**ASSIGNMENT:**
Reply with nothing but how many lines in the entries below include "blue".

**SUPPLIED MATERIAL:**
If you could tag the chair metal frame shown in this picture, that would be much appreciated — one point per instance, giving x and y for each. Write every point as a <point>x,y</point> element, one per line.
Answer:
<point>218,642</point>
--
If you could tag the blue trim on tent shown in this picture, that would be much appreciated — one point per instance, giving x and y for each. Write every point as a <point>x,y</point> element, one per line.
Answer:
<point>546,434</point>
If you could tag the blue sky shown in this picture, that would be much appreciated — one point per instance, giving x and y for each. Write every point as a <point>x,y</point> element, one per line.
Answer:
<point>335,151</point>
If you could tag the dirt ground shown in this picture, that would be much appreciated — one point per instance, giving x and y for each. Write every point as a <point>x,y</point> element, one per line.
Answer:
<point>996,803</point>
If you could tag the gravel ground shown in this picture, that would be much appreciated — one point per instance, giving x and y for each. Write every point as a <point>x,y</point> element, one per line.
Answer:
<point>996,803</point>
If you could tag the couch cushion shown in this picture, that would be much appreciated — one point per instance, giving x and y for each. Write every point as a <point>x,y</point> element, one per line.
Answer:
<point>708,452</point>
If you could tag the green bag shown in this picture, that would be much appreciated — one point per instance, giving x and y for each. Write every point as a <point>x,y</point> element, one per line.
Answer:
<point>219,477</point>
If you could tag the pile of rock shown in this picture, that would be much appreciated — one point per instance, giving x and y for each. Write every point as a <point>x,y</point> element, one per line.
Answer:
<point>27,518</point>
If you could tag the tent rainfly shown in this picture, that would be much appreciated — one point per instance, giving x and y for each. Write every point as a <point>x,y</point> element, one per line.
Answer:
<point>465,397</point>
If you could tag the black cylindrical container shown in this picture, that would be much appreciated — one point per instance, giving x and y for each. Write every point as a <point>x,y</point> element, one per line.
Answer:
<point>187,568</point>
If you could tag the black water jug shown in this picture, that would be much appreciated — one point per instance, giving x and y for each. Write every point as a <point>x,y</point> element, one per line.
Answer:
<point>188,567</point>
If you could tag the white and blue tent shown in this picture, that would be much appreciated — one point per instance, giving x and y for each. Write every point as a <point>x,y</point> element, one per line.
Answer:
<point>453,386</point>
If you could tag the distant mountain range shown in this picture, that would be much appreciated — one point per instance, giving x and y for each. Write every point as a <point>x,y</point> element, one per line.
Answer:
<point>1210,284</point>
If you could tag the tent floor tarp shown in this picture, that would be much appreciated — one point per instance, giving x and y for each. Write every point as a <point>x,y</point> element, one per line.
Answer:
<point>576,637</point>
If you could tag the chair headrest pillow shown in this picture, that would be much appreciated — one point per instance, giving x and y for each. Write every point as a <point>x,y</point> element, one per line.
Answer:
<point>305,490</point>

**RESPONSE:**
3